## YOUR ASSIGNMENT
Each entry must be output exactly as it appears.

## DATA UNDER STUDY
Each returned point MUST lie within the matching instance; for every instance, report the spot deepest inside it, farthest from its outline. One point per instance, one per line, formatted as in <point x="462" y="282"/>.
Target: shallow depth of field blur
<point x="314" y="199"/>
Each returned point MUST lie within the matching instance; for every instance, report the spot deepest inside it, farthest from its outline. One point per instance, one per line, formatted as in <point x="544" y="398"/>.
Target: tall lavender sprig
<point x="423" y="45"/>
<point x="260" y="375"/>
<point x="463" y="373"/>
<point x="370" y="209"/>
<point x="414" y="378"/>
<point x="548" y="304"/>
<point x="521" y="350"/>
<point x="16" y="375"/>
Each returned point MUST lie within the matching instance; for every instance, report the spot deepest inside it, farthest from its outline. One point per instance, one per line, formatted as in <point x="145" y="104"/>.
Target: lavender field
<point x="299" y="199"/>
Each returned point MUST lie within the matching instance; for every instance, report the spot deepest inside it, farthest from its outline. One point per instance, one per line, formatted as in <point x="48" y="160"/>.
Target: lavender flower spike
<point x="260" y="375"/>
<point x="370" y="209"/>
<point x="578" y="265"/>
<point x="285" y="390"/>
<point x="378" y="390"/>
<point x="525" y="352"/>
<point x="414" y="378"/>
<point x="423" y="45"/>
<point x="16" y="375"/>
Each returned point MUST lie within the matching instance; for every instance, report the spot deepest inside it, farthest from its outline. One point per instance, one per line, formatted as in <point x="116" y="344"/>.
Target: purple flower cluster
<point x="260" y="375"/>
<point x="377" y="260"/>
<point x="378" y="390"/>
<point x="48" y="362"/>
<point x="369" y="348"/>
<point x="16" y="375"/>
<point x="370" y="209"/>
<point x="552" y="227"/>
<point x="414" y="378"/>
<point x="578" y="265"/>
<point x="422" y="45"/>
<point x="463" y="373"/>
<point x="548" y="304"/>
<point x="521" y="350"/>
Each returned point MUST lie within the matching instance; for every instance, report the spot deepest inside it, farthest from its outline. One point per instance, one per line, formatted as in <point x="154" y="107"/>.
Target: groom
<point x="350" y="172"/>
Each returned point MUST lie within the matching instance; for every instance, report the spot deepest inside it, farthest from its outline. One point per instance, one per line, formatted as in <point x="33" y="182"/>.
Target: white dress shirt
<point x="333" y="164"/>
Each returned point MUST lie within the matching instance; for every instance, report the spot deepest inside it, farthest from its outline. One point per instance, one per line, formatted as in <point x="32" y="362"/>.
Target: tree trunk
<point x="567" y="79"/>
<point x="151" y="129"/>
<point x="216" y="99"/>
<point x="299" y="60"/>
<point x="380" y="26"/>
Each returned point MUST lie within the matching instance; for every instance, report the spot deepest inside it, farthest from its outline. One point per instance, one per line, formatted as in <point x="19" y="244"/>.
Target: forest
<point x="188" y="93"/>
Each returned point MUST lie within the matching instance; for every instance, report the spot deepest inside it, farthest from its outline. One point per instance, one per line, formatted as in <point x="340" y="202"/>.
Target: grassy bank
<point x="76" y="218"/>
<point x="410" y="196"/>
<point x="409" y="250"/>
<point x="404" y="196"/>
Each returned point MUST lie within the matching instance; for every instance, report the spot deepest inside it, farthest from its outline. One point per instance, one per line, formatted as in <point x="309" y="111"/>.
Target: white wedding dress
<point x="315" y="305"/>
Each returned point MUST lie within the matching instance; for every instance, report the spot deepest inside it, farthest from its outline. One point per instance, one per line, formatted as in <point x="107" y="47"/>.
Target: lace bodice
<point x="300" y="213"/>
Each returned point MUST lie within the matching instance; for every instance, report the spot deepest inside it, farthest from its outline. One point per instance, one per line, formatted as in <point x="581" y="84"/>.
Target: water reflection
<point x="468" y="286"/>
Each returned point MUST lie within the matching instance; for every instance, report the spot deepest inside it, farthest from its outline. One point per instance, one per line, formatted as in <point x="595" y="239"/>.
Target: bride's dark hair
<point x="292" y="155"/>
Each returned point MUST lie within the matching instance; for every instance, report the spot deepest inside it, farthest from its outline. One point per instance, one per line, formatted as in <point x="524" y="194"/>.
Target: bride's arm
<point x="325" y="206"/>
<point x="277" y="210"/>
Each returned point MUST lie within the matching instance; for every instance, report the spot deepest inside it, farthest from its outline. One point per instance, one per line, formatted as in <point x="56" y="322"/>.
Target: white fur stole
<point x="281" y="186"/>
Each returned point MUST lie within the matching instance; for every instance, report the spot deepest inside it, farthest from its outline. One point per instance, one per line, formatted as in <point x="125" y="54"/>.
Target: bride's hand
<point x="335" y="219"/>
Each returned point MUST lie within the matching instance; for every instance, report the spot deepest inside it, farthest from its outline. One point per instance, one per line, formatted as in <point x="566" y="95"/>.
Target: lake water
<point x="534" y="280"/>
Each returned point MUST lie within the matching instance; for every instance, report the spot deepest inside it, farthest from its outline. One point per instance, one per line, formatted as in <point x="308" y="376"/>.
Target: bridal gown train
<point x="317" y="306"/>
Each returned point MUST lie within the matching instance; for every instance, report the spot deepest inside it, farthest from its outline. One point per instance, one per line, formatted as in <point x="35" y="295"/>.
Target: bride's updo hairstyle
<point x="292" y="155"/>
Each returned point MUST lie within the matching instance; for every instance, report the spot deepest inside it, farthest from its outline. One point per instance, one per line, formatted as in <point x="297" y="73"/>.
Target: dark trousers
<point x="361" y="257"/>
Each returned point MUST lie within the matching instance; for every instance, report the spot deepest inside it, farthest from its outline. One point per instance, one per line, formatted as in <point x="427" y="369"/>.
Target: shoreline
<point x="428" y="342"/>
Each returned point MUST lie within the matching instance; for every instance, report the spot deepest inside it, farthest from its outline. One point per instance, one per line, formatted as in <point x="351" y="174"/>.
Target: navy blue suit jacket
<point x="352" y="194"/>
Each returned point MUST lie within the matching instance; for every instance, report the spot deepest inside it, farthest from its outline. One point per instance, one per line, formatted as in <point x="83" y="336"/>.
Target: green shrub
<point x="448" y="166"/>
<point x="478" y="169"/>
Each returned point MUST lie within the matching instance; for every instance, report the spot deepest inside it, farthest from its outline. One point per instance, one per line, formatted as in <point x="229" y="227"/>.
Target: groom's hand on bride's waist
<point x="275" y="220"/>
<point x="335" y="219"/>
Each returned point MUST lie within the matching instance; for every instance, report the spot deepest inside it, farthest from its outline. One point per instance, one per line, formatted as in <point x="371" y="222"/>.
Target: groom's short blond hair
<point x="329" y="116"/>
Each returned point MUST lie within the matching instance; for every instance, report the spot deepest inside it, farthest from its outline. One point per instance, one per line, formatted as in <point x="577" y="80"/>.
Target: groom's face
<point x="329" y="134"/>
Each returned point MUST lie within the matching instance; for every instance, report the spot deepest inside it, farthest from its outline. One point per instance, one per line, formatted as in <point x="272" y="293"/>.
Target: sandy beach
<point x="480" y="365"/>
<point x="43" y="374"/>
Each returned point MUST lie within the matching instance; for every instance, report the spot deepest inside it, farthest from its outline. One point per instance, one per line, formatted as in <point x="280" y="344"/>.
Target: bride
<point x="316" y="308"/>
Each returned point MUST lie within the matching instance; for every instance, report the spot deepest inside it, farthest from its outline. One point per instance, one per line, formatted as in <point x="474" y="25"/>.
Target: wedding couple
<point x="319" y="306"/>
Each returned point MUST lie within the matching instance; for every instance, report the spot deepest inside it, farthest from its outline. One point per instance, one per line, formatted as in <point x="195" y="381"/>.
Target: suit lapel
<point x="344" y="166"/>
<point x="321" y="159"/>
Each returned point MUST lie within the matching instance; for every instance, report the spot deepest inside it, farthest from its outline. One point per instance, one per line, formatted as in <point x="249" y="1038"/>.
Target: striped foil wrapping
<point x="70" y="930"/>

## EXERCISE RESULT
Each returned point MUST lie within the matching instance; for every instance, report the spot deepest inside it, farthest from its outline. One point per instance, one per line, formatted as in <point x="462" y="282"/>.
Target: shallow depth of field blur
<point x="314" y="199"/>
Each returned point MUST lie within the matching instance; for every instance, report the spot deepest inside it, farthest from its outline. One point per instance, one per line, formatted as in <point x="544" y="398"/>.
Target: tall lavender sprig
<point x="423" y="45"/>
<point x="260" y="375"/>
<point x="463" y="373"/>
<point x="370" y="209"/>
<point x="414" y="378"/>
<point x="548" y="304"/>
<point x="521" y="350"/>
<point x="16" y="375"/>
Each returned point MUST lie within the matching instance; for every instance, report the spot deepest inside it, farthest from its outline. One point per instance, one per line, formatted as in <point x="145" y="104"/>.
Target: lavender field
<point x="299" y="199"/>
Each returned point MUST lie within the matching instance; for every instance, report the spot deepest inside it, farthest from its outline. One point per instance, one per line, formatted as in <point x="48" y="160"/>.
Target: lavender flower spike
<point x="260" y="375"/>
<point x="370" y="209"/>
<point x="578" y="265"/>
<point x="285" y="390"/>
<point x="378" y="390"/>
<point x="525" y="352"/>
<point x="414" y="378"/>
<point x="423" y="45"/>
<point x="16" y="375"/>
Each returned point MUST lie within the matching instance; for every instance, report the spot deepest inside it, farthest from its outline. One point per instance, one per line, formatted as in <point x="116" y="344"/>.
Target: purple flower cluster
<point x="260" y="375"/>
<point x="377" y="260"/>
<point x="378" y="390"/>
<point x="48" y="362"/>
<point x="369" y="348"/>
<point x="16" y="375"/>
<point x="370" y="209"/>
<point x="552" y="227"/>
<point x="414" y="378"/>
<point x="578" y="265"/>
<point x="422" y="45"/>
<point x="463" y="373"/>
<point x="548" y="304"/>
<point x="521" y="350"/>
Each returned point MUST lie within the matching instance; for every instance, report the spot deepest inside it, farthest from its outline. One point per instance, one per line, formatted as in <point x="154" y="107"/>.
Target: groom
<point x="350" y="172"/>
Each returned point MUST lie within the matching instance; for every instance, report the spot deepest inside it, farthest from its outline. One point per instance, one per line, formatted as in <point x="33" y="182"/>.
Target: white dress shirt
<point x="333" y="164"/>
Each returned point MUST lie within the matching instance; for every instance, report the spot deepest inside it, farthest from its outline. One point per instance, one per line, formatted as in <point x="32" y="362"/>.
Target: tree trunk
<point x="567" y="79"/>
<point x="151" y="129"/>
<point x="216" y="99"/>
<point x="299" y="60"/>
<point x="380" y="26"/>
Each returned point MUST lie within the matching instance; for every instance, report the spot deepest inside it, farthest from its outline. One point per instance, one per line, formatted as in <point x="19" y="244"/>.
Target: forest
<point x="188" y="93"/>
Each returned point MUST lie within the matching instance; for every instance, report the spot deepest inside it, farthest from its outline. One point per instance, one per line, formatted as in <point x="340" y="202"/>.
Target: grassy bank
<point x="76" y="218"/>
<point x="410" y="196"/>
<point x="409" y="250"/>
<point x="404" y="196"/>
Each returned point MUST lie within the matching instance; for every instance, report the spot deepest inside it, farthest from its outline. One point per instance, one per line, formatted as in <point x="309" y="111"/>.
Target: white wedding dress
<point x="315" y="305"/>
Each returned point MUST lie within the matching instance; for every instance, report the spot deepest inside it, farthest from its outline. One point per instance, one per line, formatted as in <point x="107" y="47"/>.
Target: lace bodice
<point x="300" y="213"/>
Each returned point MUST lie within the matching instance; for every instance, report the spot deepest inside it, farthest from its outline. One point per instance, one per line, formatted as in <point x="581" y="84"/>.
Target: water reflection
<point x="468" y="286"/>
Each returned point MUST lie within the matching instance; for every instance, report the spot deepest inside it, farthest from its outline. One point per instance, one per line, formatted as in <point x="595" y="239"/>.
Target: bride's dark hair
<point x="292" y="155"/>
Each returned point MUST lie within the matching instance; for every instance, report the spot deepest inside it, farthest from its outline. One point per instance, one per line, formatted as in <point x="524" y="194"/>.
Target: bride's arm
<point x="325" y="206"/>
<point x="277" y="210"/>
Each returned point MUST lie within the matching instance; for every instance, report the spot deepest inside it, farthest from its outline. One point per instance, one per line, formatted as in <point x="56" y="322"/>.
Target: white fur stole
<point x="281" y="186"/>
Each returned point MUST lie within the matching instance; for every instance, report the spot deepest inside it, farthest from its outline. One point per instance, one per line, formatted as in <point x="125" y="54"/>.
Target: bride's hand
<point x="335" y="219"/>
Each returned point MUST lie within the matching instance; for every instance, report the spot deepest inside it, farthest from its outline. One point per instance, one per line, formatted as in <point x="566" y="95"/>.
Target: lake water
<point x="534" y="280"/>
Each returned point MUST lie within the matching instance; for every instance, report the spot deepest inside it, farthest from its outline. One point per instance, one per line, formatted as in <point x="308" y="376"/>.
Target: bridal gown train
<point x="317" y="306"/>
Each returned point MUST lie within the matching instance; for every instance, report the spot deepest inside it, farthest from its outline. One point per instance, one per line, formatted as in <point x="35" y="295"/>.
Target: bride's updo hairstyle
<point x="292" y="155"/>
Each returned point MUST lie within the matching instance; for every instance, report the spot deepest inside it, farthest from its outline. One point per instance, one per line, formatted as in <point x="297" y="73"/>.
Target: dark trousers
<point x="361" y="257"/>
Each returned point MUST lie within the matching instance; for every instance, report the spot deepest inside it, farthest from its outline. One point per instance, one per line, formatted as in <point x="427" y="369"/>.
Target: shoreline
<point x="428" y="342"/>
Each returned point MUST lie within the matching instance; for every instance, report the spot deepest inside it, farthest from its outline. One point per instance, one per line, formatted as in <point x="351" y="174"/>.
Target: navy blue suit jacket
<point x="352" y="194"/>
Each returned point MUST lie within the matching instance; for every instance, report the spot deepest inside it, farthest from its outline. One point per instance, one per line, formatted as in <point x="83" y="336"/>.
Target: green shrub
<point x="448" y="166"/>
<point x="478" y="169"/>
Each returned point MUST lie within the matching instance; for every instance, report the spot deepest inside it, farthest from its outline. One point per instance, one per line, formatted as in <point x="229" y="227"/>.
Target: groom's hand on bride's waist
<point x="275" y="220"/>
<point x="335" y="219"/>
Each returned point MUST lie within the matching instance; for every instance, report the spot deepest inside it, farthest from its outline. One point per instance, one per line, formatted as in <point x="371" y="222"/>.
Target: groom's short blond hair
<point x="329" y="116"/>
Each returned point MUST lie within the matching instance; for every instance, report the spot deepest inside it, farthest from its outline. One point per instance, one per line, formatted as in <point x="577" y="80"/>.
Target: groom's face
<point x="329" y="134"/>
Each returned point MUST lie within the matching instance; for every instance, report the spot deepest inside it, farthest from its outline. One point per instance, one per line, formatted as in <point x="272" y="293"/>.
Target: sandy beach
<point x="480" y="365"/>
<point x="43" y="374"/>
Each returned point MUST lie within the matching instance; for every instance, report the spot deepest inside it, farthest from its outline. One point per instance, one per line, formatted as in <point x="280" y="344"/>.
Target: bride
<point x="316" y="308"/>
Each returned point MUST lie within the matching instance; for every instance, report the spot deepest inside it, farthest from its outline. One point per instance, one per line, formatted as in <point x="474" y="25"/>.
Target: wedding couple
<point x="319" y="306"/>
Each returned point MUST lie within the matching instance; for every instance, report the spot deepest inside it, farthest from its outline. One point per instance, one per line, formatted as in <point x="195" y="381"/>.
Target: suit lapel
<point x="344" y="166"/>
<point x="321" y="159"/>
Each returned point MUST lie within the matching instance; for every instance, report the spot deepest inside it, farthest from its outline. One point per instance, one per line, formatted as in <point x="249" y="1038"/>.
Target: striped foil wrapping
<point x="70" y="930"/>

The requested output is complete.